(Stored data entries)
* * * *
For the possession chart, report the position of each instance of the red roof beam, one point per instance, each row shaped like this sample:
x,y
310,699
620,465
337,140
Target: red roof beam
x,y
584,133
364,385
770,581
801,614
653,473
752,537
* * * *
> [YOUR TASK]: Copy out every one of these lines character for character, without changing anything.

> [ANSWER TO THE EXERCISE]:
For the possession chart, report the position of each instance of the red roof beam, one point per instance, each row shaped like this sample:
x,y
310,699
620,465
337,140
Target: red roof beam
x,y
584,133
364,385
770,581
801,614
653,473
752,537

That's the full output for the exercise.